DOCUMENT TEXT =

What is a Tetanic contraction?

(tetany=tetanus)=sustained, smooth contraction produced by a series of stimulations bombarding the muscle in rapid succession (about three per second); complete tetany is not normal, but partial tetany is involved in maintaining position and in many body movements; holding your leg up involves partial tetany.

What is a Tonic Contraction?

Continual, partial contraction produced by activation of a small group of motor units followed by their relaxation and the simultaneous activation of another group of motor units; maintains overall tension in the muscle; all healthy muscles exhibit tonus while you are awake, muscle looses tone while asleep, (loss of muscle tone causes a sensation of falling since tone = muscles working against gravity).

What is a Fibrillation contraction?

It is a contraction in which individual muscle fibers contract asynchronously therefore producing no effective muscle contraction/movement; occurs in skeletal muscle but especially known in relation to ventricular fibrillation (cardiac muscle) in which the heart "flutter" but provides no effective pumping of blood since the contractions are not coordinated to give a unified muscle contraction.

What is a convulsion contraction?

It is a series of uncoordinated tetanic contractions of various muscle groups in response to some abberant stimulus-- usually, the stimulus is abberent, not the contraction; e.g., convulsions due to seizure disorders (aberrant neural stimulations, "electrical storms in the brain") or electrical shock causing convulsions. EX. Scuba divers may experience muscle convulsions if they dive too deep, because the oxygen in their air tank becomes over pressurized and it hyper excites the nervous system.

How many and what are the abnormal contractions?

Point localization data
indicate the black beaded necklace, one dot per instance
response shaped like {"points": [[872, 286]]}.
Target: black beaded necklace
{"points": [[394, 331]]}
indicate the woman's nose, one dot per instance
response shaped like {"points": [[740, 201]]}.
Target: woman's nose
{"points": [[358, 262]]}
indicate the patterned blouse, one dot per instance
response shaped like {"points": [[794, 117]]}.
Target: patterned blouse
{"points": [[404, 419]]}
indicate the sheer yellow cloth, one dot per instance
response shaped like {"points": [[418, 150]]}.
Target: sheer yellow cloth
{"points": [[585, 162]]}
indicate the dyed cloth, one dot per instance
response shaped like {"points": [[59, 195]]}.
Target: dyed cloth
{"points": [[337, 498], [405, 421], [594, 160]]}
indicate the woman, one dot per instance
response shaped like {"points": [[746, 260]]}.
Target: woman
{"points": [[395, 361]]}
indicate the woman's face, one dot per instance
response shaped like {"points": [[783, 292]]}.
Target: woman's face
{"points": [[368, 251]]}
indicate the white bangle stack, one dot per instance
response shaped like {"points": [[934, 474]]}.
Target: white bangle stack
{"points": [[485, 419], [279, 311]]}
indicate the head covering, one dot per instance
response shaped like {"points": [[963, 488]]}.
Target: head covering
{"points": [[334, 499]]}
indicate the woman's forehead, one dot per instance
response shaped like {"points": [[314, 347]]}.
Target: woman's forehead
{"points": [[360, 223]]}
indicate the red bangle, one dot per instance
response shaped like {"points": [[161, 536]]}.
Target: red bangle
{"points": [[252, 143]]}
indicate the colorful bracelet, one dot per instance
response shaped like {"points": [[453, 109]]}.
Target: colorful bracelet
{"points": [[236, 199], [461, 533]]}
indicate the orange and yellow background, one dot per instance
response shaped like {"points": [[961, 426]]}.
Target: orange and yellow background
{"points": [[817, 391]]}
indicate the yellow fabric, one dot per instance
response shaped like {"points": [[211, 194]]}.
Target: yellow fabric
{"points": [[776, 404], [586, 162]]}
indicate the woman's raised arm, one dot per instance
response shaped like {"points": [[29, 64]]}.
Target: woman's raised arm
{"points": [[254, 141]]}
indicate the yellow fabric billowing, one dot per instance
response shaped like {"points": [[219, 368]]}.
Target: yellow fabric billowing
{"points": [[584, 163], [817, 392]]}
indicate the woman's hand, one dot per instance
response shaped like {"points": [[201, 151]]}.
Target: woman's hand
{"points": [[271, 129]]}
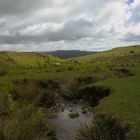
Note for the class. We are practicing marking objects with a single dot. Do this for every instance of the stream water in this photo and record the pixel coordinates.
(66, 126)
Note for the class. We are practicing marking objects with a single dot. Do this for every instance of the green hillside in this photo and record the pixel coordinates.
(117, 69)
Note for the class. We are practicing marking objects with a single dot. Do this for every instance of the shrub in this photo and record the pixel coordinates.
(2, 72)
(74, 115)
(26, 123)
(103, 128)
(47, 99)
(69, 89)
(92, 95)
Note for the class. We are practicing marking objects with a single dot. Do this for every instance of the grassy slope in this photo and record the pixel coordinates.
(125, 100)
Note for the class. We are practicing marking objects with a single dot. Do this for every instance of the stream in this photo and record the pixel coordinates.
(66, 126)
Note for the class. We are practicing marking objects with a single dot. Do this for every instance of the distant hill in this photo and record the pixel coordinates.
(69, 53)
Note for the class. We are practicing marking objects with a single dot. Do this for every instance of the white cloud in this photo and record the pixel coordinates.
(69, 20)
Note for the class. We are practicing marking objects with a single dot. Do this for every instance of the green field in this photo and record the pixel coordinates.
(118, 69)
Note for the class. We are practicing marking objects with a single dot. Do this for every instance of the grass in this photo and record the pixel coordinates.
(118, 69)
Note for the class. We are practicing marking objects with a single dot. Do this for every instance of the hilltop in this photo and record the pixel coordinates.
(117, 70)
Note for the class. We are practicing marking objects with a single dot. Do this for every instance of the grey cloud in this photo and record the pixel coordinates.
(72, 30)
(135, 17)
(131, 37)
(15, 7)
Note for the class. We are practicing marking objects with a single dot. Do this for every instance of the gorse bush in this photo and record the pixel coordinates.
(93, 94)
(46, 99)
(103, 128)
(69, 89)
(26, 123)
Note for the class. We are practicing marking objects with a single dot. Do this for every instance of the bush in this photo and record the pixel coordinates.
(69, 89)
(92, 95)
(74, 115)
(26, 123)
(103, 128)
(2, 72)
(47, 99)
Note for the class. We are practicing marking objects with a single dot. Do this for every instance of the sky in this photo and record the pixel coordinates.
(48, 25)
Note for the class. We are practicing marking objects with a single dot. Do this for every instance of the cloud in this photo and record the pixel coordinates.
(24, 22)
(17, 7)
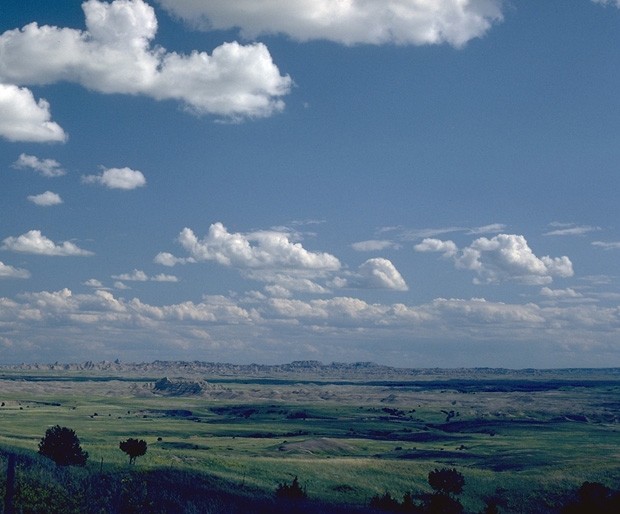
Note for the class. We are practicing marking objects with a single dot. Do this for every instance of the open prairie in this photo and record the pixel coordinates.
(349, 432)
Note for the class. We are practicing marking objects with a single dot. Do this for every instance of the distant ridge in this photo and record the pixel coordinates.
(302, 368)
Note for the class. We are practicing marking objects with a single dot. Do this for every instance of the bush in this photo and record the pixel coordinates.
(291, 492)
(446, 481)
(62, 445)
(134, 448)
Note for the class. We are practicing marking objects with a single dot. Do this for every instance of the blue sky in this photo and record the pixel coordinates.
(414, 183)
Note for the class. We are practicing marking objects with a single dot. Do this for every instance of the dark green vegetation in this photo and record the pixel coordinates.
(134, 448)
(62, 445)
(226, 438)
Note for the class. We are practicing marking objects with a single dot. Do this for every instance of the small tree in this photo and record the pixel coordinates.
(446, 481)
(62, 445)
(134, 448)
(291, 492)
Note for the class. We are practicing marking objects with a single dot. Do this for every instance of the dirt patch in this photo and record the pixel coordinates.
(321, 446)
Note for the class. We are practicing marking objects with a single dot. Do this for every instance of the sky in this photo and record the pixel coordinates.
(415, 183)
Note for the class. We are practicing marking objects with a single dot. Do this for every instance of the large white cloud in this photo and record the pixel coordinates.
(261, 249)
(273, 328)
(503, 257)
(7, 271)
(22, 118)
(350, 22)
(35, 242)
(115, 55)
(377, 273)
(117, 178)
(275, 258)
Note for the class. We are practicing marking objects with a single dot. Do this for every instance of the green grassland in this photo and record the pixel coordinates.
(525, 441)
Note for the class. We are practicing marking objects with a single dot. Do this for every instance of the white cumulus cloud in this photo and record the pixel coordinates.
(117, 178)
(115, 55)
(46, 199)
(402, 22)
(262, 249)
(35, 242)
(7, 271)
(141, 276)
(46, 167)
(376, 273)
(608, 2)
(374, 245)
(501, 258)
(22, 118)
(560, 293)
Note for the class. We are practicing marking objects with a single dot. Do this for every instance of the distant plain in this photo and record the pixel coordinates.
(349, 432)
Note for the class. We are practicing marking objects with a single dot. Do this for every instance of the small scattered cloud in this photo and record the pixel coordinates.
(374, 245)
(117, 178)
(45, 167)
(7, 271)
(141, 276)
(560, 294)
(36, 243)
(402, 22)
(115, 54)
(167, 259)
(607, 245)
(492, 228)
(570, 229)
(23, 119)
(46, 199)
(505, 257)
(608, 2)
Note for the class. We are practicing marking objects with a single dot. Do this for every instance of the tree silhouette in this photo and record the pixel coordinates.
(446, 481)
(62, 445)
(134, 448)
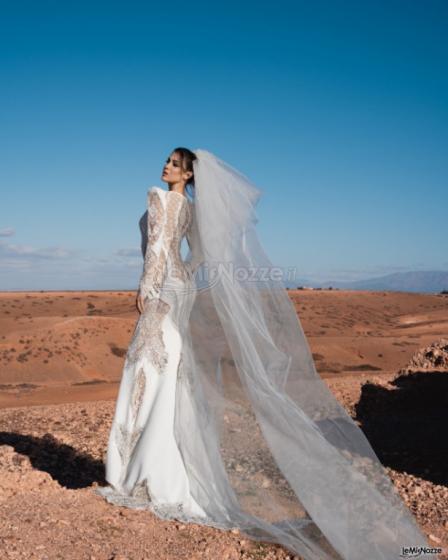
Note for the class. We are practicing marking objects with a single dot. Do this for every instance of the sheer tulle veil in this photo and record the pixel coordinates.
(266, 445)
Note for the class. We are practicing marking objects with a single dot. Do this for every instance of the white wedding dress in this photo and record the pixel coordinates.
(222, 418)
(144, 467)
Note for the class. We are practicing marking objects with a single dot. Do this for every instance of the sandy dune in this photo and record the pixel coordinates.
(61, 356)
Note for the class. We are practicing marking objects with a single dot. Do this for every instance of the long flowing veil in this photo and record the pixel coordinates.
(266, 445)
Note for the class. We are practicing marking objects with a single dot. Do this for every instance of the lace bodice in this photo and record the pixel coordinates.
(168, 219)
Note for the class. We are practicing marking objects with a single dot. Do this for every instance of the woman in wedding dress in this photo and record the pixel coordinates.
(221, 417)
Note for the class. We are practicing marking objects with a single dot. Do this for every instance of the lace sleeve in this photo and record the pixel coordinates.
(154, 267)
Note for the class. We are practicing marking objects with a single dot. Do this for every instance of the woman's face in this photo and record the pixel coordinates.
(172, 170)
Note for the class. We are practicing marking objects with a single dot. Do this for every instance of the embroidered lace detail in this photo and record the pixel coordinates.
(176, 225)
(155, 216)
(140, 498)
(180, 370)
(154, 274)
(125, 438)
(147, 341)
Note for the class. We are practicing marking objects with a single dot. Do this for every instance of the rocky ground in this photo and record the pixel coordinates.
(51, 458)
(57, 396)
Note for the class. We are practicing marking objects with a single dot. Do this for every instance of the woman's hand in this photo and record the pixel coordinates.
(140, 302)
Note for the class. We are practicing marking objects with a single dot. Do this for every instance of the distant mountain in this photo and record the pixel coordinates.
(414, 281)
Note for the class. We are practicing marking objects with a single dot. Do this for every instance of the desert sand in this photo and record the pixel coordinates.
(384, 355)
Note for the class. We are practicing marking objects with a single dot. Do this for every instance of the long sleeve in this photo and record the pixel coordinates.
(155, 261)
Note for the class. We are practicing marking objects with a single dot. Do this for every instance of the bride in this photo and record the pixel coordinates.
(221, 417)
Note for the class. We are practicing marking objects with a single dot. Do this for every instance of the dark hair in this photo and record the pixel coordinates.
(186, 162)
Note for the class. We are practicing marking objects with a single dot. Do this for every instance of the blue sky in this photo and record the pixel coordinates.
(336, 109)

SET OF TASKS =
[1] Revise the muscle contractions text by giving everything from "What is a convulsion" down to "the abnormal contractions?" again, with "Scuba divers" replaced by "Deep-sea divers".
[2] According to the muscle contractions text, what causes a sensation of falling?

SOLUTION LIST =
[1]
What is a convulsion contraction?

It is a series of uncoordinated tetanic contractions of various muscle groups in response to some abberant stimulus-- usually, the stimulus is abberent, not the contraction; e.g., convulsions due to seizure disorders (aberrant neural stimulations, "electrical storms in the brain") or electrical shock causing convulsions. EX. Deep-sea divers may experience muscle convulsions if they dive too deep, because the oxygen in their air tank becomes over pressurized and it hyper excites the nervous system.

How many and what are the abnormal contractions?

[2] Loss of muscle tone causes a sensation of falling.